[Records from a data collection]
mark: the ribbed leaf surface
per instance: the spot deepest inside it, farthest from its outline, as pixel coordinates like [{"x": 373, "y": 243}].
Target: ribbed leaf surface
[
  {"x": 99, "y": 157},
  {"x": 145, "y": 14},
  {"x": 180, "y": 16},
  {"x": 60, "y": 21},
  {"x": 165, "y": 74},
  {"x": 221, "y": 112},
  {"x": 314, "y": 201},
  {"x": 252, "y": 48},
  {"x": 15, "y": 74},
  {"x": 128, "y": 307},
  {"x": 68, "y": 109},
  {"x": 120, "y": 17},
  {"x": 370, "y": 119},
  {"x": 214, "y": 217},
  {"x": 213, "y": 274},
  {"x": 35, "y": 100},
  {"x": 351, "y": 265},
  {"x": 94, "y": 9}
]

*Exercise brief:* Copy the data above line for line, without any changes.

*Answer to the exercise:*
mark: the ribbed leaf surface
per instance: the spot deepest inside it, farthest from its outline, as pixel coordinates like [{"x": 373, "y": 243}].
Target: ribbed leaf surface
[
  {"x": 99, "y": 157},
  {"x": 145, "y": 14},
  {"x": 180, "y": 16},
  {"x": 60, "y": 21},
  {"x": 165, "y": 74},
  {"x": 221, "y": 112},
  {"x": 314, "y": 201},
  {"x": 252, "y": 48},
  {"x": 15, "y": 74},
  {"x": 128, "y": 307},
  {"x": 68, "y": 109},
  {"x": 120, "y": 17},
  {"x": 370, "y": 119},
  {"x": 214, "y": 217},
  {"x": 213, "y": 274},
  {"x": 35, "y": 100},
  {"x": 351, "y": 265},
  {"x": 94, "y": 9}
]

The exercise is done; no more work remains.